** PASSAGE GIVEN **
+++
Unable to bound my variables- "error occurred during calling the sampler; sampling not done"

fitting-issues

#1

I am trying to fit a mixed model as below. In this model, I want to constraint my parameters such that their values are less than Intercept. However, I am unable to do this as a sampling error is occurring with the error message “Error transforming variable beta_EquBasePrice: ub_free: Upper bounded variable is 0, but must be less than or equal to -1.40317e-016”. Kindly let me know where I am doing it wrong.
data{
int N;
real VolumeVelocity[N];
real EquBasePrice[N];
real DISP[N];
real FEAT[N];
real MobileCoupon[N];
int Retailer[N];
int N_Retailer;
}

parameters{
real Intercept;
real<upper = Intercept> beta_EquBasePrice;
real<upper = Intercept> beta_DISP;
real<upper = Intercept> beta_FEAT;
real<upper = Intercept> beta_MobileCoupon;
real<lower=0> sigma;
real vary_Retailer[N_Retailer];
real<lower=0> sigma_Retailer;
}

model{
real vary[N];
real glm[N];
// Priors
Intercept ~ normal( 0 , 100 );
beta_EquBasePrice ~ normal( 0 , 100 );
beta_DISP ~ normal( 0 , 100 );
beta_FEAT ~ normal( 0 , 100 );
beta_MobileCoupon ~ normal( 0 , 100 );
sigma_Retailer ~ uniform( 0 , 100 );
sigma ~ uniform( 0 , 100 );
// Varying effects
for ( j in 1:N_Retailer ) vary_Retailer[j] ~ normal( 0 , sigma_Retailer );
// Fixed effects
for ( i in 1:N ) {
vary[i] <- vary_Retailer[Retailer[i]];
glm[i] <- vary[i] + Intercept
+ beta_EquBasePrice * EquBasePrice[i]
+ beta_DISP * DISP[i]
+ beta_FEAT * FEAT[i]
+ beta_MobileCoupon * MobileCoupon[i];
}
VolumeVelocity ~ normal( glm , sigma );
}

generated quantities{
real dev;
real vary[N];
real glm[N];
dev <- 0;
for ( i in 1:N ) {
vary[i] <- vary_Retailer[Retailer[i]];
glm[i] <- vary[i] + Intercept
+ beta_EquBasePrice * EquBasePrice[i]
+ beta_DISP * DISP[i]
+ beta_FEAT * FEAT[i]
+ beta_MobileCoupon * MobileCoupon[i];
dev <- dev + (-2) * normal_log( VolumeVelocity[i] , glm[i] , sigma );
}
}"
+++
** ACTIONS TO TAKE **
#1 List every parameter in the forum post whose declaration gives it an upper bound of Intercept.
#2 Rewrite the forum post starting at "fitting-issues" and ending at "doing it wrong.", swapping "parameters" for "coefficients".
#3 In the forum post, what prior distribution does sigma_Retailer receive?
+++
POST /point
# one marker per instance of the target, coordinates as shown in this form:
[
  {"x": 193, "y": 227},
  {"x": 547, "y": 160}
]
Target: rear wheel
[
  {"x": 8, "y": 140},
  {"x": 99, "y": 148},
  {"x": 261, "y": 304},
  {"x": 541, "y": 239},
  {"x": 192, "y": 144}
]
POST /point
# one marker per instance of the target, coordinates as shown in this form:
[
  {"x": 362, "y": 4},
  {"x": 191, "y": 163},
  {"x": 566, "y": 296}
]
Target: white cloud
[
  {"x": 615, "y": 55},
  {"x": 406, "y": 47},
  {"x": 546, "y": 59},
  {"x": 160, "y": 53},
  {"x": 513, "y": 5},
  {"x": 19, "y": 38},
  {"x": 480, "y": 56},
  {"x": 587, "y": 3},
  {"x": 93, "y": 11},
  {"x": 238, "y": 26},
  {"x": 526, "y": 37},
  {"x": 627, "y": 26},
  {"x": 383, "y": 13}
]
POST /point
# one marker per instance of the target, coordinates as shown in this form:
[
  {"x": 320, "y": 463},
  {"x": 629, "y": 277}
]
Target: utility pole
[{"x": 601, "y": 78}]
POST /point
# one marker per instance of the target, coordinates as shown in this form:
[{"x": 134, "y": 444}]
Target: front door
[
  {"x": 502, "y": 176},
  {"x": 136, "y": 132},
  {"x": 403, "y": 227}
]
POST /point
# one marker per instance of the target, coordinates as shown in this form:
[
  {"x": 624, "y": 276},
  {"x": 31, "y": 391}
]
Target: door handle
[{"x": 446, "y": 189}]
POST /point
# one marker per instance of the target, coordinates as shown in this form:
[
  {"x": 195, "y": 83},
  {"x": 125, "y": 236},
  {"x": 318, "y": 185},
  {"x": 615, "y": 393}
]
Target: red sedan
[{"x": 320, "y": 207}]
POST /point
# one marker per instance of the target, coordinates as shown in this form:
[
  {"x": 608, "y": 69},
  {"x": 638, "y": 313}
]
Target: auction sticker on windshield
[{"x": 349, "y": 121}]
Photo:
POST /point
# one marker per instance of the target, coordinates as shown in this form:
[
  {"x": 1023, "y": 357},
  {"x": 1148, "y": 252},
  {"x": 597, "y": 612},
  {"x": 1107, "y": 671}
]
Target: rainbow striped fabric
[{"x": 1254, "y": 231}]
+++
** ANSWERS PROVIDED **
#1 beta_EquBasePrice, beta_DISP, beta_FEAT, beta_MobileCoupon

#2
fitting-issues

#1

I am trying to fit a mixed model as below. In this model, I want to constraint my coefficients such that their values are less than Intercept. However, I am unable to do this as a sampling error is occurring with the error message “Error transforming variable beta_EquBasePrice: ub_free: Upper bounded variable is 0, but must be less than or equal to -1.40317e-016”. Kindly let me know where I am doing it wrong.

#3 A uniform distribution from 0 to 100.